### Schriftliche Aufgaben
[1] Nenne alle Benutzernamen, unter denen im Forumsthread zum Kopieren eines Datensatzes Beiträge verfasst wurden, jeden Namen nur einmal.
[2] Führe den Forumsthread zum Kopieren eines Datensatzes nach dem zuletzt gezeigten Beitragskopf fort.

### Textauszug

================

# Kopieren eines Datensatzes



## jambusa (11. Jan 2010)

Hallo zusammen,

folgendes ist gegeben: Eine Tabelle (mysql) mit etwa 120 Spalten. Diese besitzt einen primary key mit autoincrement und einigen foreign keys auf andere Tabellen. Nun möchte ich in meiner Java-Applikation ermöglichen, diesen Datensatz in identischer Form erneut anzulegen, nur mit einer anderen id (autoincrement). 

Nun habe ich ja grundsätzlich 2 Optionen. Entweder lege ich in Java ein neues Domain-Objekt an, weise die entsprechenden werte zu (ggfls über BeanUtils.copyProperties), dann einige Nachbesserungen in den Settern (2 felder unterscheiden sich beim neu anlegen) und saven des Objektes, was vermutlich der elegantere Weg wäre, oder

über einen SQL befehl diesen Datensatz kopieren. Da bin ich auf folgenden Befehl gestoßen: 

INSERT INTO _TABELLENNAME_ (_SpalteX, SpalteY_) SELECT _SpalteX, SpalteY_ FROM _TABELLENNAME _WHERE _ID_ = " + id

Da ich jedoch nicht 120 Spalten angeben möchte, hab ich mich gefragt, ob ich in MYSQL etwas wie "Alle Spalten bis auf xyz" angeben kann, jedoch würde mich zunächst interessieren, was ihr generell für den besseren Weg haltet und warum. Oder ob ich gar einen ganz anderen Lösungsweg vorgehen sollte.

Grüße,
jambusa


----------



## Janus (11. Jan 2010)

Der Vorteil der reinen SQL Lösung ist, dass ein einziger Befehl genügt, um auch mehrere Zeilen gleichzeitig zu kopieren. Gerade in solchen Fällen ist die Lösung auch wesentlich performanter.


----------



## jambusa (11. Jan 2010)

genau das habe ich mir auch gedacht, da BeanUtils auch beim Zuweisen der Properties schon immer eine kleine Performancebremse beim Beziehen der Daten war.

Müsst ich dann deiner Meinung nach alle 120 Spalten (das Design ist leider so vorgegeben) im SQL Befehl angeben , oder hast du da noch eine Alternative parat? Ich würd ungern immer diesen SQL Befehl mitpflegen, wenn sich an der Tabellenstruktur etwas verändert.


----------



## SlaterB (11. Jan 2010)

Select auf alle Spalten außer... - Entwickler-Forum


----------



## jambusa (21. Jan 2010)

================

### Aufgelistetes Material
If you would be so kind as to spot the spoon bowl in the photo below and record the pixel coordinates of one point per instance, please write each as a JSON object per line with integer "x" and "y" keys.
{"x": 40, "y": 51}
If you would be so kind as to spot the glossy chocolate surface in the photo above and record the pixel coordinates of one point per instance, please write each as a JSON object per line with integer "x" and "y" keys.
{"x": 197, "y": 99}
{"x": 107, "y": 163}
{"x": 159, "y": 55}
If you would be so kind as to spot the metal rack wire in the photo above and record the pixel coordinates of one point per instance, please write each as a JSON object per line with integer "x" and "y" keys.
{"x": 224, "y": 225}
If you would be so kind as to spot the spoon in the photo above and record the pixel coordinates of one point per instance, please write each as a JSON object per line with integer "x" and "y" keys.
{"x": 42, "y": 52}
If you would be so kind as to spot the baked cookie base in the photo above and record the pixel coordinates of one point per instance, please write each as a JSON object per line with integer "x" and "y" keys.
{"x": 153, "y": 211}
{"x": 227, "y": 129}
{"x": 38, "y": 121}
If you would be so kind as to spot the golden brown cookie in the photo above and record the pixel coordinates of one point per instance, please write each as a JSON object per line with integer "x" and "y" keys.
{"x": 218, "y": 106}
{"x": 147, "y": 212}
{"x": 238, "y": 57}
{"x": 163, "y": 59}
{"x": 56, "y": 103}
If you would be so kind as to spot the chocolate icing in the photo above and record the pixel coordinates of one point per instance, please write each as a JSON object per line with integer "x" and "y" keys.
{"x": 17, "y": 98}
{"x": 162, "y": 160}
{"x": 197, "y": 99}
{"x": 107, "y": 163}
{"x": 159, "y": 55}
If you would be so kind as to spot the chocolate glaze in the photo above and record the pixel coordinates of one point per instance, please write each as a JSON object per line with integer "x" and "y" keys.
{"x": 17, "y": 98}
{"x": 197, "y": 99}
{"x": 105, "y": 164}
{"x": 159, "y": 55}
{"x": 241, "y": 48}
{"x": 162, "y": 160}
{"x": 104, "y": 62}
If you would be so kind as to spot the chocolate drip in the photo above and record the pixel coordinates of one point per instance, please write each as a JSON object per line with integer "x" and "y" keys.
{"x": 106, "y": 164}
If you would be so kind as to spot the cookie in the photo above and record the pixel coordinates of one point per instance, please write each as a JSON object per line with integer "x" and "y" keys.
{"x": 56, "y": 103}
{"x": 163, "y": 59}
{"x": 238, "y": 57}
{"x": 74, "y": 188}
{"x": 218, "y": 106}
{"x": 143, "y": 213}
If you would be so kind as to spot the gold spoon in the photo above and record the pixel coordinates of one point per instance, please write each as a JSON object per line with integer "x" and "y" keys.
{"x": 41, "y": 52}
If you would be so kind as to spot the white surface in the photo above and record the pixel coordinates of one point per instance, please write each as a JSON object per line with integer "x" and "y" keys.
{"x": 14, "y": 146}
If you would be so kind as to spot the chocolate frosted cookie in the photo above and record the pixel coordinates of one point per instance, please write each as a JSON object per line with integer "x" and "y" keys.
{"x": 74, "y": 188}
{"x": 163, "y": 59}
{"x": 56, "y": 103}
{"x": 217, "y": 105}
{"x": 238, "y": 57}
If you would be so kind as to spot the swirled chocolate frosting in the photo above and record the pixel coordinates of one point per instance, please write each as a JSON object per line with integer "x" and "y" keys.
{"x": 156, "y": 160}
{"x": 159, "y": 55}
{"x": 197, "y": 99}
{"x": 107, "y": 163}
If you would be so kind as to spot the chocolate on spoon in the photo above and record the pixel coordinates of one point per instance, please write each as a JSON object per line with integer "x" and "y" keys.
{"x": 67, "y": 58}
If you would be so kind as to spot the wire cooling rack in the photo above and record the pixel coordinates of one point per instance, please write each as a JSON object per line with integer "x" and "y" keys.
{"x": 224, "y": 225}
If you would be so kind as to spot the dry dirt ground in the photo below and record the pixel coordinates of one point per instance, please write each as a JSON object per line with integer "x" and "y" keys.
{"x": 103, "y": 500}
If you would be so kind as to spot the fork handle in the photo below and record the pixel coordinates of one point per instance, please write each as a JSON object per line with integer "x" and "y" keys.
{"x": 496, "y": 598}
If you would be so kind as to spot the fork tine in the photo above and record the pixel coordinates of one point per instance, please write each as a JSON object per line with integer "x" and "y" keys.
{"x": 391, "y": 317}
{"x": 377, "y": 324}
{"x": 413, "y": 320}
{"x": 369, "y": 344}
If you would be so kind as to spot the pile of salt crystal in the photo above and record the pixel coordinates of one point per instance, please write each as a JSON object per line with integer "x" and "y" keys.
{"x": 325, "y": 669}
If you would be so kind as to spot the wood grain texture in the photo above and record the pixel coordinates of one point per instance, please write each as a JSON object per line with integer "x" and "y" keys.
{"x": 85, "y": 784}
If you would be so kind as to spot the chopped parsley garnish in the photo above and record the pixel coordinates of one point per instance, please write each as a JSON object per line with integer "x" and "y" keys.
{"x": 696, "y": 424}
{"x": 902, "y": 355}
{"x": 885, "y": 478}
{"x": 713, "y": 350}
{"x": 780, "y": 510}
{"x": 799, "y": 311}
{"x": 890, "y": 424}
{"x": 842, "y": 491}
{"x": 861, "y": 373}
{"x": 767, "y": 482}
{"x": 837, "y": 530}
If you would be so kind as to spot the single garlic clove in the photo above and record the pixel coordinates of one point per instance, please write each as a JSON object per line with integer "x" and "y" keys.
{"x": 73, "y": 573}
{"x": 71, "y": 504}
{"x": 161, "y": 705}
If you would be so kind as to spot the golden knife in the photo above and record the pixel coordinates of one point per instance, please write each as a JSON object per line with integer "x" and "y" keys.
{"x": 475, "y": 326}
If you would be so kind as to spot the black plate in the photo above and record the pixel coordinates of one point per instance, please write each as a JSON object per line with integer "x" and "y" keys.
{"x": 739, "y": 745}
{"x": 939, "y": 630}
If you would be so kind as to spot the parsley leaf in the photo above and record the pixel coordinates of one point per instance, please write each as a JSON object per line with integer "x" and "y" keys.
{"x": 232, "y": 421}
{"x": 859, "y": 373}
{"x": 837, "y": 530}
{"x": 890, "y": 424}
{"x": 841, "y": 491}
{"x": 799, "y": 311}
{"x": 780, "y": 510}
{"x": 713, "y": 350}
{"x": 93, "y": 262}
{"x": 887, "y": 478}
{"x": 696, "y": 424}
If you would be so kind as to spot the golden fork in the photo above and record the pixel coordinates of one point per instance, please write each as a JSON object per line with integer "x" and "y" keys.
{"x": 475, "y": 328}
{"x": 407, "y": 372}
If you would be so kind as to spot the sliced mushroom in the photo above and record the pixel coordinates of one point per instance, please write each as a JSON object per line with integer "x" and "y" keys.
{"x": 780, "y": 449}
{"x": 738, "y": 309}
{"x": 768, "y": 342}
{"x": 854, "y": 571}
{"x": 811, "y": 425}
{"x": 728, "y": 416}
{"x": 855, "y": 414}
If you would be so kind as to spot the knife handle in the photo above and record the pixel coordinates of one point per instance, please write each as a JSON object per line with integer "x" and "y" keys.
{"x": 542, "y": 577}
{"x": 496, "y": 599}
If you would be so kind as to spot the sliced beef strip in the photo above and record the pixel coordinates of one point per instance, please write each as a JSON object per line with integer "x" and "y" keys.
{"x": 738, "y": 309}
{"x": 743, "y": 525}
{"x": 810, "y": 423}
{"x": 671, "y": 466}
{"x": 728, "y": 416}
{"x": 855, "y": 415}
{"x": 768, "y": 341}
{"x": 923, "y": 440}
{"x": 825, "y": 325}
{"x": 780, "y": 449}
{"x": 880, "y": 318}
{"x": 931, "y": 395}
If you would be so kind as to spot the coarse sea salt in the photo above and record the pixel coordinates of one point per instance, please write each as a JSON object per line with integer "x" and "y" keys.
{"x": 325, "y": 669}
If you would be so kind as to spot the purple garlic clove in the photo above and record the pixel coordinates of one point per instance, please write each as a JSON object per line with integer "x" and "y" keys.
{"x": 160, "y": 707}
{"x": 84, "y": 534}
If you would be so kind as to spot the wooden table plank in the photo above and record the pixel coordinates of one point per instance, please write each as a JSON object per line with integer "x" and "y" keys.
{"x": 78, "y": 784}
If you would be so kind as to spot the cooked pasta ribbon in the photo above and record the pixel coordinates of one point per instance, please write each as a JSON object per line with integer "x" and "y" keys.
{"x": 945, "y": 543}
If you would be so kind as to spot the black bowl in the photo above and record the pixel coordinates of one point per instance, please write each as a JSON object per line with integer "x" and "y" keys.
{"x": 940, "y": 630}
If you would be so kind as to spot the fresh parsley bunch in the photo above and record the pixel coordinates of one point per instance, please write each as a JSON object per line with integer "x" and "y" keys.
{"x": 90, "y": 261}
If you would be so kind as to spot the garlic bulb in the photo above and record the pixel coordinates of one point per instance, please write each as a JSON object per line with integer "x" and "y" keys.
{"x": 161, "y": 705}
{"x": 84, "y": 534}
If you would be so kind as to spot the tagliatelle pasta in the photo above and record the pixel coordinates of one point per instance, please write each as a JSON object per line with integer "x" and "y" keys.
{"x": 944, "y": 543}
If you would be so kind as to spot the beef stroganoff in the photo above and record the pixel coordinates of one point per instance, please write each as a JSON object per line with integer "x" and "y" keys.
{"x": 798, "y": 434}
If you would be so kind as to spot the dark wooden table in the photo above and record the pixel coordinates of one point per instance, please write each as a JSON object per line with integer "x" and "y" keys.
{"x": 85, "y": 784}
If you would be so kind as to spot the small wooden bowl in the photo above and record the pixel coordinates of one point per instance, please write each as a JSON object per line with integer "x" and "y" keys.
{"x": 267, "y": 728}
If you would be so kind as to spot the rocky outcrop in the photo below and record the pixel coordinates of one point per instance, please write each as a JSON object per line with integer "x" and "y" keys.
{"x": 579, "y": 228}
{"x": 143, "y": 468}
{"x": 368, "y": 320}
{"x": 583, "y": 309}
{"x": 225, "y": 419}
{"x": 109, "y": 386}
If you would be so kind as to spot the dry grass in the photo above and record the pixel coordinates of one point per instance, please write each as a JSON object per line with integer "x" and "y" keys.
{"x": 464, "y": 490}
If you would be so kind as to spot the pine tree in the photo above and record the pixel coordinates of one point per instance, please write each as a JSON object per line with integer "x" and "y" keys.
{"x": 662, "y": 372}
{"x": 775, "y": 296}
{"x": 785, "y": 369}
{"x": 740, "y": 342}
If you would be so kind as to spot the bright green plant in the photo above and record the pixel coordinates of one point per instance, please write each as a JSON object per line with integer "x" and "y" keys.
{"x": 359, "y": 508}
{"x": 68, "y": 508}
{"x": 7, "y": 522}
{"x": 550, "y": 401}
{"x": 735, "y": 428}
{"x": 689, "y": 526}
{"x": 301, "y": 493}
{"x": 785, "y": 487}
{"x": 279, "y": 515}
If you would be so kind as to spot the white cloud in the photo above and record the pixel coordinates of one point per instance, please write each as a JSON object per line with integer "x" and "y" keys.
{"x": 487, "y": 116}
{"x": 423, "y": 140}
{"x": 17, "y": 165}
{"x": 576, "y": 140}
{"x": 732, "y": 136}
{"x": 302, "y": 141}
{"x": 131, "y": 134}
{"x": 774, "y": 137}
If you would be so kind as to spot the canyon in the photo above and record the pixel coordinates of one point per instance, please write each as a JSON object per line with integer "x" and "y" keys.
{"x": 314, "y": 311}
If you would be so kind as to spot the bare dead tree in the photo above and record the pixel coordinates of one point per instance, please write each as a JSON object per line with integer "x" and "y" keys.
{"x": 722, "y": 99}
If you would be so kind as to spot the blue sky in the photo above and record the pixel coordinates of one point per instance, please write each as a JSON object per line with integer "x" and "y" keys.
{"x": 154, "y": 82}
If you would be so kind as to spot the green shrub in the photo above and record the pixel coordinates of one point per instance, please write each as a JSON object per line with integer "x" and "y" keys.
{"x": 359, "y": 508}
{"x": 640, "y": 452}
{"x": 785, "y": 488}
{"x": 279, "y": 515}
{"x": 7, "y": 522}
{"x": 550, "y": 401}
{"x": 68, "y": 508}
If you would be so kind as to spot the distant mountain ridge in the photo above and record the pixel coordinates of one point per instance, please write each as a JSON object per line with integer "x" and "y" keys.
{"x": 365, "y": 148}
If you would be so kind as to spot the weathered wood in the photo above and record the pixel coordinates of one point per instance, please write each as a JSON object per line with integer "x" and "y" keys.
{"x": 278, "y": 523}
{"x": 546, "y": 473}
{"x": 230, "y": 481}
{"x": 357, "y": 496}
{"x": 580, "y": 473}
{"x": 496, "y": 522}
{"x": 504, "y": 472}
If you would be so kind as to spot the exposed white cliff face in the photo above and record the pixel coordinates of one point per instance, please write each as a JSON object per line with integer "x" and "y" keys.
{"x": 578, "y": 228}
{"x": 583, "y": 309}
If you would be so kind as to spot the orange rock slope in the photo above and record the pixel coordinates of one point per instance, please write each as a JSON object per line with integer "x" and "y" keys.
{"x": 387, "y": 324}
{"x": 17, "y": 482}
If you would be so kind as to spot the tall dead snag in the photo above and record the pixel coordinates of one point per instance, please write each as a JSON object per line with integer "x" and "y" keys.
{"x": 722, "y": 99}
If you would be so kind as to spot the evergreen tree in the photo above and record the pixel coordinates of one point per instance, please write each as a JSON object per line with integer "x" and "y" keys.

================

### Lösungen zur Übung
[1] jambusa, Janus, SlaterB

[2]
Danke für den Link, inzwischen konnte ich mir einen entsprechenden SQL String zusammenbasteln. Doch nachdem ich mich nun längere Zeit damit auseinander gesetzt habe, ist mir bewusst geworden, dass das eigentliche Problem die Referenzen der einzelnen Entitäten untereinander sind.

Leider kann ich nicht einfach nen dump der kompletten Datenbank machen, da die Datensätze in die gleichen Tabellen eingefügt werden, daher muss ich mir sowohl die ursprüngliche ID der kopierten Datensätze merken als auch die neu zugewiesene der neuen Datensätze um die Referenzen im Nachhinein wieder herstellen zu können.

Beispiel: Tabelle Wald, Tabelle Baum und Tabelle Blätter. Baum kann mehrere Blätter haben, Blätter haben nur einen Baum. Beim Kopieren der Tabelle Baum, möchte ich natürlich auch die zugehörigen Blätter der Bäume kopieren und in einem neuen Wald ablegen.

Bin das Ganze dann mal iterativ durchgegangen und hab über PropertyUtils.copyProperties() die DomainObjekts kopiert und unter der neuen ID ablegt und dann abgefragt, ob der Baum Blätter hat, und diese dann gleich mit einbezogen und die entsprechenden Referenzen direkt neu gesetzt. Hat auch alles prima geklappt, allerdings dauert das Vorhaben (wie Janus schon angedeutet hat) sehr lang.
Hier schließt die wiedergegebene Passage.